What you will do:
Although the entries contain pictures, only their text goes into the copy, set down exactly.

- - - -

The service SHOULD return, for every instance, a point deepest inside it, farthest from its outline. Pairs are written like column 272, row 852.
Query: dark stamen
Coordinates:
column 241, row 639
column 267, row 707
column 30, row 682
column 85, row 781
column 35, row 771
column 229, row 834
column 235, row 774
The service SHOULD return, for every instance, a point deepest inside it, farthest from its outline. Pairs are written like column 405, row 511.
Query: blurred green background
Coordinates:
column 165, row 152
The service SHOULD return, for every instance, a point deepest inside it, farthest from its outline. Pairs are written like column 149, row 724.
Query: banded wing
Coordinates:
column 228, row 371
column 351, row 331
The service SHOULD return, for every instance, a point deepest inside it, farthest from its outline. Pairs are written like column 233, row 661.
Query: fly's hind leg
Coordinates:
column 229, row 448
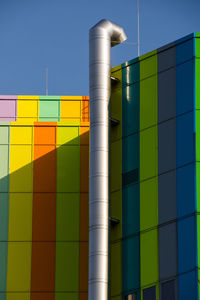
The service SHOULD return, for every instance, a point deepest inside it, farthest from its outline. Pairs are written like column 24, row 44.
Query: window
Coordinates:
column 131, row 297
column 150, row 293
column 168, row 290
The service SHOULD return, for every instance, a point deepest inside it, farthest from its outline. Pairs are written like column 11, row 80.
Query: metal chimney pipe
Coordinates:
column 102, row 36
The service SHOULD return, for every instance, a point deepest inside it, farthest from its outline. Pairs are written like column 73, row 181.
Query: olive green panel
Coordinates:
column 116, row 165
column 116, row 106
column 68, row 169
column 67, row 267
column 66, row 296
column 149, row 257
column 116, row 212
column 116, row 269
column 197, row 83
column 149, row 153
column 67, row 217
column 149, row 203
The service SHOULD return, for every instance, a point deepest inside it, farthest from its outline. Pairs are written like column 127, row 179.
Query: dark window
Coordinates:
column 130, row 177
column 131, row 297
column 168, row 290
column 150, row 293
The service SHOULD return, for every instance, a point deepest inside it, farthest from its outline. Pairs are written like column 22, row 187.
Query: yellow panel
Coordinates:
column 27, row 109
column 21, row 168
column 71, row 98
column 71, row 110
column 67, row 135
column 21, row 135
column 18, row 296
column 28, row 97
column 20, row 217
column 19, row 266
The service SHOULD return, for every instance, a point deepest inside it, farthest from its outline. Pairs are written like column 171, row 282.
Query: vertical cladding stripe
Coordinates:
column 44, row 210
column 4, row 203
column 148, row 170
column 84, row 201
column 131, row 192
column 116, row 187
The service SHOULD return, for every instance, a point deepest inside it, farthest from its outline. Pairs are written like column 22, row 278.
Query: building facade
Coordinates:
column 154, row 190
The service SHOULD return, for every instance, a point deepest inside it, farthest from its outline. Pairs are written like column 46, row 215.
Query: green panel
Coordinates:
column 116, row 165
column 67, row 267
column 66, row 296
column 149, row 203
column 3, row 265
column 49, row 108
column 149, row 257
column 116, row 212
column 116, row 106
column 68, row 169
column 197, row 83
column 116, row 269
column 148, row 153
column 67, row 217
column 4, row 168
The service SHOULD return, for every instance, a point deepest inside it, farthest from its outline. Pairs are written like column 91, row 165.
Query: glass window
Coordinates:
column 150, row 293
column 131, row 297
column 168, row 290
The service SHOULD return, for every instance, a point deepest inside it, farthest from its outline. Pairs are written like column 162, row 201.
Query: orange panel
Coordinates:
column 43, row 267
column 44, row 217
column 83, row 267
column 84, row 135
column 45, row 169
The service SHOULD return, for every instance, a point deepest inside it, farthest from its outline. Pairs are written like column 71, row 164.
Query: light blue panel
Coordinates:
column 130, row 146
column 131, row 209
column 131, row 263
column 3, row 265
column 187, row 286
column 184, row 50
column 184, row 139
column 186, row 244
column 185, row 190
column 184, row 87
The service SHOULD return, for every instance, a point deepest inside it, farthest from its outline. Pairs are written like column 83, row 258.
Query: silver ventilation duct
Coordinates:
column 102, row 36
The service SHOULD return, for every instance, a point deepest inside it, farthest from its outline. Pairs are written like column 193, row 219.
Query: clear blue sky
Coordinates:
column 35, row 34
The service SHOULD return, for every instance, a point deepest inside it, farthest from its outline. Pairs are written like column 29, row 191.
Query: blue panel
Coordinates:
column 131, row 209
column 3, row 265
column 184, row 87
column 187, row 286
column 184, row 139
column 131, row 263
column 184, row 51
column 186, row 244
column 185, row 190
column 130, row 150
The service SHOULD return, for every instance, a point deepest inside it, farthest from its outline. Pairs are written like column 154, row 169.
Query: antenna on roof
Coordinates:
column 138, row 21
column 47, row 81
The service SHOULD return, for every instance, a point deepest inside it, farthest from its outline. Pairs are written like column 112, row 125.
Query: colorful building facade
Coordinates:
column 154, row 190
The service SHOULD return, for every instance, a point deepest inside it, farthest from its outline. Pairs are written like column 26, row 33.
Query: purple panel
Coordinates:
column 8, row 108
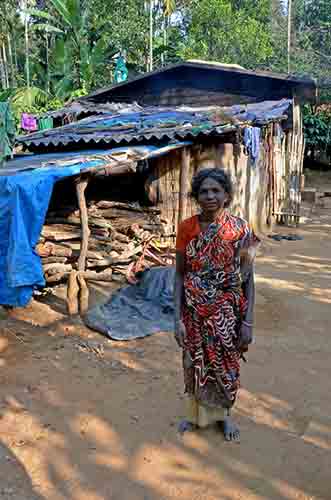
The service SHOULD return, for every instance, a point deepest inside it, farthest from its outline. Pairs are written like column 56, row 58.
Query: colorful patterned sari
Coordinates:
column 213, row 309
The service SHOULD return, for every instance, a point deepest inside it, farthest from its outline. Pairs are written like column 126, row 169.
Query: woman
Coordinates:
column 214, row 301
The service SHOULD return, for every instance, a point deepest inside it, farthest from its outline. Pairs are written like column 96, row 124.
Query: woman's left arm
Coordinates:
column 248, row 287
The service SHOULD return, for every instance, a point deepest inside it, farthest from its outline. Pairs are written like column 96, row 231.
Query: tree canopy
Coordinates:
column 67, row 48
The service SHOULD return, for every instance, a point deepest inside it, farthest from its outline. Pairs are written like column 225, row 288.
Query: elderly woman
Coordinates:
column 214, row 300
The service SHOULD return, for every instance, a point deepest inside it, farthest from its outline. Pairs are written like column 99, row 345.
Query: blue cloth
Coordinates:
column 24, row 200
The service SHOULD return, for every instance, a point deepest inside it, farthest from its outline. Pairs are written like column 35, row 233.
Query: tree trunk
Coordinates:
column 27, row 53
column 289, row 35
column 11, row 61
column 5, row 64
column 151, row 3
column 2, row 73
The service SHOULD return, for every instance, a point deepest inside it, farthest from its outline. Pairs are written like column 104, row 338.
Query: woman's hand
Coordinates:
column 180, row 333
column 246, row 336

- - - -

Task answer:
The service SHOULD return, for every instance, a point deepest inside it, farthest from its outline. Pairs are written like column 272, row 852.
Query: dark stamen
Coordinates:
column 241, row 639
column 267, row 707
column 30, row 682
column 85, row 781
column 35, row 771
column 229, row 834
column 235, row 774
The service SHOULD return, for every instance, a point deepest inside it, farthest from its outline. Pairs are written like column 405, row 511.
Query: blurred green background
Coordinates:
column 165, row 152
The service SHOULD return, for every instance, a point deepest inside it, farthest from its outline. Pairs are written like column 149, row 724.
Query: banded wing
Coordinates:
column 228, row 371
column 351, row 331
The service SHOULD return, for every instance, a point deepest inside it, farthest from its outline. Pairs are written like column 233, row 661.
Query: fly's hind leg
Coordinates:
column 229, row 448
The service SHOULD return, for every instance, a point deepest inside it, farthest from its outline. Pairs are written like column 24, row 44.
Query: window
Coordinates:
column 131, row 297
column 150, row 293
column 168, row 290
The service SHOULD return, for every instance, a point deepest inside it, farthest from its outline. Pairs are written like column 11, row 80.
Query: metal chimney pipe
Coordinates:
column 102, row 36
The service SHOULD return, for every instance, a point deepest inside it, farthest from its outline. Pairs are written like column 73, row 181.
Query: olive green panel
Coordinates:
column 116, row 165
column 116, row 106
column 68, row 169
column 67, row 267
column 66, row 296
column 149, row 257
column 116, row 212
column 116, row 269
column 197, row 83
column 149, row 153
column 67, row 217
column 149, row 203
The service SHOULD return, for every instance, a point deepest inside it, farthest from its outline. Pairs are written like column 127, row 179.
Query: dark window
Coordinates:
column 130, row 177
column 131, row 297
column 168, row 290
column 150, row 293
The service SHOULD return, for every instance, a point deepest inside it, farthest from its outline. Pairs are written like column 22, row 187.
Query: yellow panel
Coordinates:
column 27, row 109
column 21, row 168
column 71, row 98
column 71, row 110
column 67, row 135
column 21, row 135
column 18, row 296
column 28, row 97
column 20, row 217
column 19, row 266
The service SHOULD return, for every instance, a point deepest inside it, farthest from its outline. Pairs are written like column 171, row 282.
Query: vertical cladding stripe
Coordinates:
column 44, row 210
column 4, row 203
column 148, row 170
column 84, row 201
column 131, row 192
column 116, row 187
The service SHOULD return, for every instance, a point deepest inside it, farthest from its outline. Pairs are written like column 22, row 278.
Query: building facade
Coordinates:
column 154, row 190
The service SHOULD return, for every instance, a point deepest inside it, farthest from its outline. Pairs are written like column 46, row 215.
Query: green panel
Coordinates:
column 116, row 165
column 67, row 267
column 66, row 296
column 149, row 203
column 3, row 265
column 49, row 108
column 149, row 257
column 116, row 212
column 116, row 106
column 68, row 169
column 197, row 83
column 116, row 269
column 148, row 153
column 67, row 217
column 4, row 168
The service SHOULD return, for every instance, a point deepest inside it, farthest from its outline. Pairs are written like column 91, row 165.
Query: glass window
Coordinates:
column 150, row 293
column 131, row 297
column 168, row 290
The service SHOULD return, for every instance, a point deepest inside it, farthest from its outline. Pairs are written like column 162, row 201.
Query: orange panel
Coordinates:
column 43, row 267
column 44, row 217
column 83, row 267
column 84, row 135
column 45, row 169
The service SHOULD return, for every instance, a point deepest inside it, farthest from its outline. Pairs are written like column 71, row 164.
Query: light blue panel
Coordinates:
column 130, row 146
column 131, row 209
column 131, row 263
column 3, row 265
column 187, row 286
column 184, row 50
column 184, row 139
column 186, row 244
column 185, row 190
column 184, row 87
The service SHOULD return, for every instance, a point deepest inside it, farthest from its outline. Pairs are written like column 83, row 258.
Query: silver ventilation duct
Coordinates:
column 102, row 36
The service SHOULD return, for every instance, a point deepest inside it, farthest from its outline. Pairs are written like column 193, row 219.
Query: clear blue sky
Coordinates:
column 35, row 34
The service SHOULD return, for every instance, a point deepest inside it, farthest from its outline. Pairs are written like column 29, row 191.
Query: blue panel
Coordinates:
column 131, row 209
column 3, row 265
column 184, row 87
column 187, row 286
column 184, row 139
column 131, row 263
column 184, row 51
column 186, row 244
column 185, row 190
column 130, row 150
The service SHOULD return, for every instance, a point deepest inside it, farthest from its outline. Pairs are written like column 154, row 169.
Query: antenna on roof
Coordinates:
column 138, row 21
column 47, row 81
The service SHOULD return, for every instance, a point deepest inside it, farthest from its outline. Pairs are written like column 112, row 125.
Query: colorful building facade
Coordinates:
column 154, row 190
The service SHOULD return, for every instance, a point deepest inside it, farthest from its outline. Pairs are written like column 26, row 33.
Query: purple panel
Coordinates:
column 8, row 108
The service SHOULD return, for every instance, a point deepest inside it, farthest from its outline. Pairs are written like column 56, row 58.
Query: colorful patterned sari
Coordinates:
column 213, row 309
The service SHOULD return, for every instance, a point deepest inside it, farthest from its outline. Pairs are written like column 126, row 169.
Query: woman
Coordinates:
column 214, row 301
The service SHOULD return, for every instance, a point deepest inside it, farthest from its outline. Pairs are written like column 96, row 124.
Query: woman's left arm
Coordinates:
column 248, row 287
The service SHOULD return, for every instance, a point deepest inside it, farthest from its outline. Pairs are written like column 96, row 231.
Query: tree canopy
Coordinates:
column 67, row 48
The service SHOULD return, for every instance, a point deepest inside it, farthest from its outline. Pairs are written like column 225, row 288.
Query: elderly woman
Coordinates:
column 214, row 300
The service SHOULD return, for every instance, a point deepest inside it, farthest from its outline. Pairs are written like column 99, row 345.
Query: blue cloth
Coordinates:
column 24, row 200
The service SHOULD return, for every instance, a point deepest inside it, farthest from its outline. Pairs are written like column 35, row 233.
Query: tree trunk
Coordinates:
column 27, row 53
column 289, row 35
column 11, row 61
column 5, row 64
column 151, row 3
column 2, row 73
The service SHOULD return, for every instance, a point deepest inside it, farthest from its outline. Pairs are written like column 104, row 338.
Query: woman's hand
Coordinates:
column 180, row 333
column 246, row 336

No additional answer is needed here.